**Task goal**
Could you write out exactly the lines from the one that contains "Point to the bridge" through the last line of the listing below, both included and nothing more?

[Start of section]

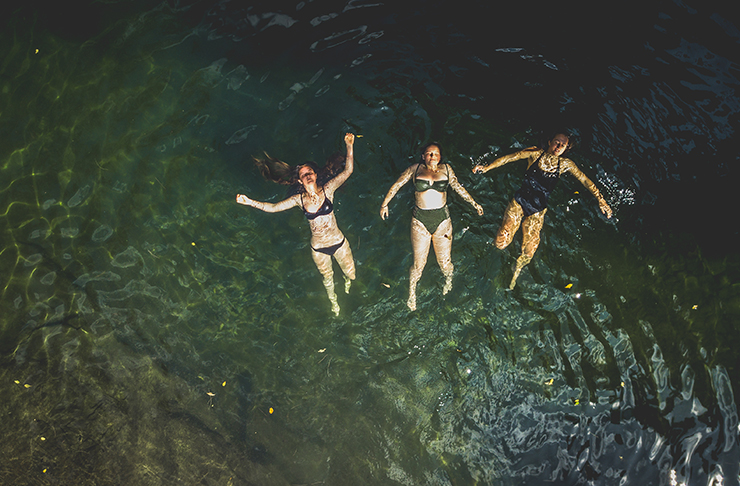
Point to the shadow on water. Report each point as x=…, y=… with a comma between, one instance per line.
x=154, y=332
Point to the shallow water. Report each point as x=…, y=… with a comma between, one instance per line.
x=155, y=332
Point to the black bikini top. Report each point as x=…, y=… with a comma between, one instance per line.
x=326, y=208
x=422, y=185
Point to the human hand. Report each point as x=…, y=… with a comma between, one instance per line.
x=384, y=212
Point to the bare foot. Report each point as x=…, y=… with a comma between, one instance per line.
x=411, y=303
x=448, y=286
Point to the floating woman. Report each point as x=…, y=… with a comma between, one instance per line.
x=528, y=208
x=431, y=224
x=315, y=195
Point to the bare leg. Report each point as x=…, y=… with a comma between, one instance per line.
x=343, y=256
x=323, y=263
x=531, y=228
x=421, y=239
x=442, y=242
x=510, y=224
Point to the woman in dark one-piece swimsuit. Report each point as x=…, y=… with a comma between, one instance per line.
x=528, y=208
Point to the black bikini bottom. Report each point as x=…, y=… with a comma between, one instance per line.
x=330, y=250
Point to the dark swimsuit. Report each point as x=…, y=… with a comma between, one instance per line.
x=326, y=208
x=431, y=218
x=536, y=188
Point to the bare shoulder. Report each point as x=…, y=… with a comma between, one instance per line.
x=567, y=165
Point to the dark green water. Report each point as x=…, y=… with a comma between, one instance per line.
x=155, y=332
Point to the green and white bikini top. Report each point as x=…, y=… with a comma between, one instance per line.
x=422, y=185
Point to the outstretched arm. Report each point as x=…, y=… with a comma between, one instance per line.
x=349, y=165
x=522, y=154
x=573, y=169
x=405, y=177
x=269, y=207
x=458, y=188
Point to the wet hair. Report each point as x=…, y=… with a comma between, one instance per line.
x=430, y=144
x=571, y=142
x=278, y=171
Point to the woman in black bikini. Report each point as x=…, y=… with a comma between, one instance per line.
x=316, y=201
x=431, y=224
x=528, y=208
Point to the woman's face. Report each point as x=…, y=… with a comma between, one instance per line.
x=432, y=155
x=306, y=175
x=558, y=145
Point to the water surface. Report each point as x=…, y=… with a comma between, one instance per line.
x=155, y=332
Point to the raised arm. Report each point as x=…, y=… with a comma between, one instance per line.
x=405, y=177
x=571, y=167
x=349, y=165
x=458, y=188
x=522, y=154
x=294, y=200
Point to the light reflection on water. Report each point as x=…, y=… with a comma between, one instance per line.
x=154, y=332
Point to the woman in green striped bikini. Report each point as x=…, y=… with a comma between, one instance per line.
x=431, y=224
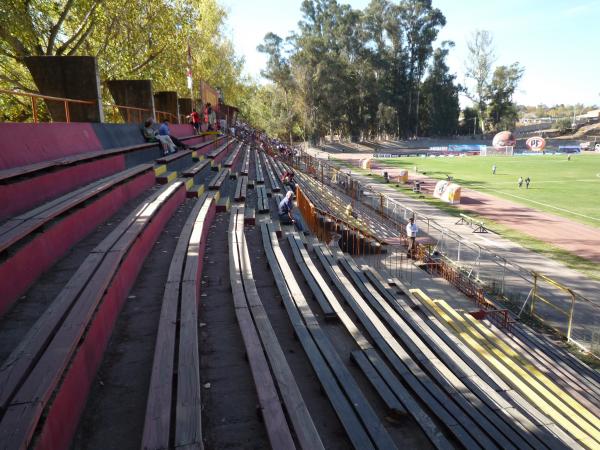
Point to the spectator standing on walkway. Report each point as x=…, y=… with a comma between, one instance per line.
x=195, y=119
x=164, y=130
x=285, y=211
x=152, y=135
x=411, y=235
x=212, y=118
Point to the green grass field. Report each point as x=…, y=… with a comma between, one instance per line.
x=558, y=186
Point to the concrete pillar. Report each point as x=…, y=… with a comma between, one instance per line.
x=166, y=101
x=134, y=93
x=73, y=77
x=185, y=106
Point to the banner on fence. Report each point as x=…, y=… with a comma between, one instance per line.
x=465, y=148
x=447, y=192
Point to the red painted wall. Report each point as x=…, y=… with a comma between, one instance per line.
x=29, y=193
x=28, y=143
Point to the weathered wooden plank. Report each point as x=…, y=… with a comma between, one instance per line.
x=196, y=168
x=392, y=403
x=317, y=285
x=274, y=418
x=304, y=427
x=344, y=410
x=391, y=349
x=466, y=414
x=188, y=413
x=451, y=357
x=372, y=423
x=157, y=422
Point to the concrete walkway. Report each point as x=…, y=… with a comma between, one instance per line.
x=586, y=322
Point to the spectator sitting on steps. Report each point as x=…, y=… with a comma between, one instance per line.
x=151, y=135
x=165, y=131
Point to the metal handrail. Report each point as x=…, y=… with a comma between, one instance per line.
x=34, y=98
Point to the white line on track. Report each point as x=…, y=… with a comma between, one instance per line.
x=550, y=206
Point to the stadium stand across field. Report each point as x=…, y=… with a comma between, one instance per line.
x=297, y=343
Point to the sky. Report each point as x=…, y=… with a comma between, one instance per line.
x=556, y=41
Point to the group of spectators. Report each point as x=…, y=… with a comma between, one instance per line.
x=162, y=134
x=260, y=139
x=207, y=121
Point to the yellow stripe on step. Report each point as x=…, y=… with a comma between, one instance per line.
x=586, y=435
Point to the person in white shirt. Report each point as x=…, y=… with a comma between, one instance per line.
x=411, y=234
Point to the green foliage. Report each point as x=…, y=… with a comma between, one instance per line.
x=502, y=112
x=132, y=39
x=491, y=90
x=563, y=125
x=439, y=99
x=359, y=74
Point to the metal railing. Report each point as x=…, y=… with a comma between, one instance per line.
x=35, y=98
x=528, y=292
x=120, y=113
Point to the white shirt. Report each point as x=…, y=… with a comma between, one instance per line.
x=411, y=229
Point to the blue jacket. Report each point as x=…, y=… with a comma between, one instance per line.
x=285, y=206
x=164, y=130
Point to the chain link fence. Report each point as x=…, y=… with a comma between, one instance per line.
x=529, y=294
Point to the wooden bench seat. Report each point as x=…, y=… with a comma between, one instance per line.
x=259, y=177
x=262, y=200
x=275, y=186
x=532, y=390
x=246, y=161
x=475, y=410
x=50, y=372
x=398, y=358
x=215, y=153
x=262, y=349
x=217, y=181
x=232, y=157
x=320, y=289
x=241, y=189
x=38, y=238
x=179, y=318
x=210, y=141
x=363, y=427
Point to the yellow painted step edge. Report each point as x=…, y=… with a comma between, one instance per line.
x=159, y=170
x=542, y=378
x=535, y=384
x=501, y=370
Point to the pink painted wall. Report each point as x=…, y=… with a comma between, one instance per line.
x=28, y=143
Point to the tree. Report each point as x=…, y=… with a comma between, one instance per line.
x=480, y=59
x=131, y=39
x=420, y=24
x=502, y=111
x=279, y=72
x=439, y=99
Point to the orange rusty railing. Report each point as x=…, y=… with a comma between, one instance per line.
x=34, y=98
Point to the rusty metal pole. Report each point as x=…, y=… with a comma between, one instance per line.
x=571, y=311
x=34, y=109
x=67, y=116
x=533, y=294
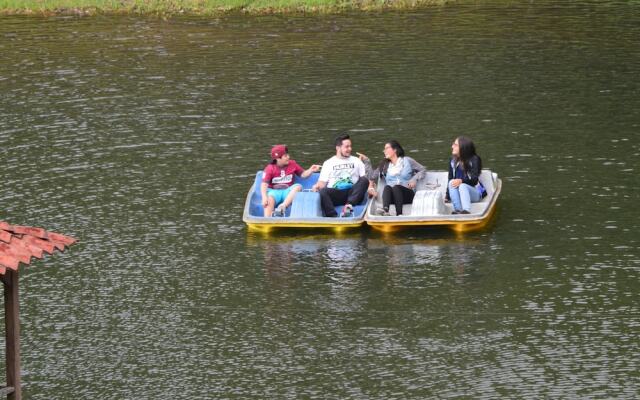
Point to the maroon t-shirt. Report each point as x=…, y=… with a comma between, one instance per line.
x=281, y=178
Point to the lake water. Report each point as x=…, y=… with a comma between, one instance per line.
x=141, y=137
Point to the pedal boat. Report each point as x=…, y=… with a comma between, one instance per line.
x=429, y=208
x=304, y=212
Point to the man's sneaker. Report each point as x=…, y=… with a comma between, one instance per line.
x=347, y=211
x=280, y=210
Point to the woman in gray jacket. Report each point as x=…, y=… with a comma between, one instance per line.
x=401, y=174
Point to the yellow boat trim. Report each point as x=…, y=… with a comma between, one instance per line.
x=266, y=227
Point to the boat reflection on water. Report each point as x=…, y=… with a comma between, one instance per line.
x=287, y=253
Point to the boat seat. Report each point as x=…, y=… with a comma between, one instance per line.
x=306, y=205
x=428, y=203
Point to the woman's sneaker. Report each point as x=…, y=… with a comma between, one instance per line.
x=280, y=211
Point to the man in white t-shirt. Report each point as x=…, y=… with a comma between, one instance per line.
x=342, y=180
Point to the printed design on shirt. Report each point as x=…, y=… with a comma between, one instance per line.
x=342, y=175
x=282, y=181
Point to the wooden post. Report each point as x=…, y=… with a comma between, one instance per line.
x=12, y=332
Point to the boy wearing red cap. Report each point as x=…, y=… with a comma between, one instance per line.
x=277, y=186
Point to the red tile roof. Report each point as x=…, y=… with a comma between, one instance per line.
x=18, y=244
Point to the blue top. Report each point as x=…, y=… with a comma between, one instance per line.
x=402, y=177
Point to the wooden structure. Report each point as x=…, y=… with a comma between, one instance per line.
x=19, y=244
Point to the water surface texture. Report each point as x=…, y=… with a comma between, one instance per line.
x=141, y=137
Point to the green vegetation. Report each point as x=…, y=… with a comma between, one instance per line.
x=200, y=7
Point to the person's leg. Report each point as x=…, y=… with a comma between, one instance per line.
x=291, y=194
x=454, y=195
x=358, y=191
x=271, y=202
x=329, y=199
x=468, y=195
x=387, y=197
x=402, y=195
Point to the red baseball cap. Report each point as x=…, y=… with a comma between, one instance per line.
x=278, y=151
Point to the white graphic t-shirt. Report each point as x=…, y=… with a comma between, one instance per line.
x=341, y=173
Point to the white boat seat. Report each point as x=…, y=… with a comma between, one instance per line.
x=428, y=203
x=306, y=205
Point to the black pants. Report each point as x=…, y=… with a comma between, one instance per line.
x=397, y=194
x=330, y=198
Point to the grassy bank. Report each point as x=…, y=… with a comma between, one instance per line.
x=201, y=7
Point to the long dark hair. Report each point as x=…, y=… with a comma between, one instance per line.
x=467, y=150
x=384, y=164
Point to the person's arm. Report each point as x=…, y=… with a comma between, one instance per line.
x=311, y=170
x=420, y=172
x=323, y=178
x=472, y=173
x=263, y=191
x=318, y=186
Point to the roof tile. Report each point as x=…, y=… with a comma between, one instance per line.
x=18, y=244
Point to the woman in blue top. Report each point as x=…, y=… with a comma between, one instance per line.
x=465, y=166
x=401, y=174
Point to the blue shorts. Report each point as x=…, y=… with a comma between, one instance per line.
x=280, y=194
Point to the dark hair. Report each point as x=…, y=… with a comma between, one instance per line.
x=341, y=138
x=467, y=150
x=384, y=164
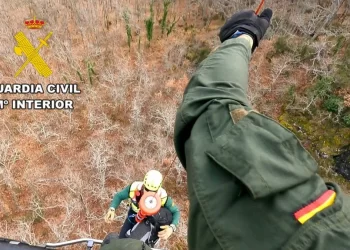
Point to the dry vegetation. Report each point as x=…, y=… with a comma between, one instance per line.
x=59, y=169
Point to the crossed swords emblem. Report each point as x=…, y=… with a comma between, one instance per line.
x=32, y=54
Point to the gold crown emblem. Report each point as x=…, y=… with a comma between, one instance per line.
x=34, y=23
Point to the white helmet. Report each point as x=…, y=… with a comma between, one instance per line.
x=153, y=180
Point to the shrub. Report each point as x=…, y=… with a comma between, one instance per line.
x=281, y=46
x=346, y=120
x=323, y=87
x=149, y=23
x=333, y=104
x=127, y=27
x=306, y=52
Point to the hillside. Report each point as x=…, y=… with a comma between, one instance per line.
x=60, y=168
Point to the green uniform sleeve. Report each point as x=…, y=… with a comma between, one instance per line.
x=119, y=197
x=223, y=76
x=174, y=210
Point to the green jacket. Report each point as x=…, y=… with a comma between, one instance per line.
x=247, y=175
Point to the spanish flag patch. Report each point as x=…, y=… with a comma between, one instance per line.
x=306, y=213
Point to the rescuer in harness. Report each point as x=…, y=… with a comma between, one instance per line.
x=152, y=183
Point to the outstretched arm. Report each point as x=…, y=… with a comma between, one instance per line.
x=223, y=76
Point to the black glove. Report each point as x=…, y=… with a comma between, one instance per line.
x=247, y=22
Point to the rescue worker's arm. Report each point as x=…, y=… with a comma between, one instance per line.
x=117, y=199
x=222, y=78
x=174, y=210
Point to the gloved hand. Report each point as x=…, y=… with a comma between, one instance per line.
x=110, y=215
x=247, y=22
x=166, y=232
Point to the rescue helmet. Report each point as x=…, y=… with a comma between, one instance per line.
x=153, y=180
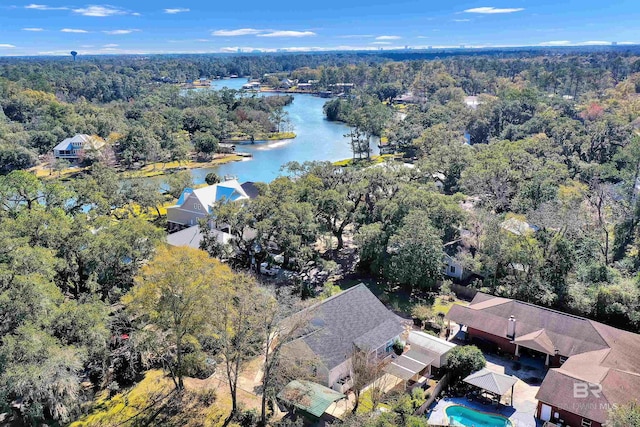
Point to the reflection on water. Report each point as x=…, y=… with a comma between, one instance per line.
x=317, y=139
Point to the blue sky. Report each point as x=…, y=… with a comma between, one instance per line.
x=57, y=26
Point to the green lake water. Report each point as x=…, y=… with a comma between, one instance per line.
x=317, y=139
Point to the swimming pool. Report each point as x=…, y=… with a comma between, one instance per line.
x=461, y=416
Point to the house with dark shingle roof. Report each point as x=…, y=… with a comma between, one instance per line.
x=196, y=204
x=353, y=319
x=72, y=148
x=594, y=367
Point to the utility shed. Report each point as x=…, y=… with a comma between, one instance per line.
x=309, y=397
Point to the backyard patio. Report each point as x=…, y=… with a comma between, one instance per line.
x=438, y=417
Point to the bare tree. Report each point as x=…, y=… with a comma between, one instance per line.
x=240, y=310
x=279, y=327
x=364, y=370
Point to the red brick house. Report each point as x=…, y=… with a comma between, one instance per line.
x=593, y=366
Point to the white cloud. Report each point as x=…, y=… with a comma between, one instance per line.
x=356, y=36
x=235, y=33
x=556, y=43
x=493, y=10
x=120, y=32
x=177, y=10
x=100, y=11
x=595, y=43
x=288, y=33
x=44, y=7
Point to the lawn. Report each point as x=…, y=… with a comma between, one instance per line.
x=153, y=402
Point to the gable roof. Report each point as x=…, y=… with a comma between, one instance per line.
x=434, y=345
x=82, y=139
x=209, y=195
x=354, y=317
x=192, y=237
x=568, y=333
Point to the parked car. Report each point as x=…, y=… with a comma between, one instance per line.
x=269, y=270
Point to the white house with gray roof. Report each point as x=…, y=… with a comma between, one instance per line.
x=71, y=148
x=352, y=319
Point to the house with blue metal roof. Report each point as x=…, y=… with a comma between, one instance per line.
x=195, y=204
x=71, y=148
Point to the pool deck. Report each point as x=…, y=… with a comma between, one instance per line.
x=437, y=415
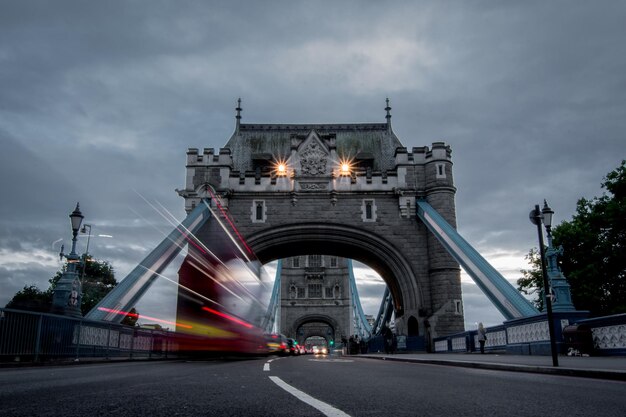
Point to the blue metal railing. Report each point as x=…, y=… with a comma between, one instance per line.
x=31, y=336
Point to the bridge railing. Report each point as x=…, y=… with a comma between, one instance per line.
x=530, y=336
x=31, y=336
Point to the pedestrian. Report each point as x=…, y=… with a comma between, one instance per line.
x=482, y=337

[End of section]

**Output of the task**
Point to the bridge railing. Report each point as x=…, y=… with a comma between, one instance per line.
x=530, y=336
x=31, y=336
Point to the pedestrian. Report each point as x=…, y=… with a comma between, one instance per line.
x=482, y=337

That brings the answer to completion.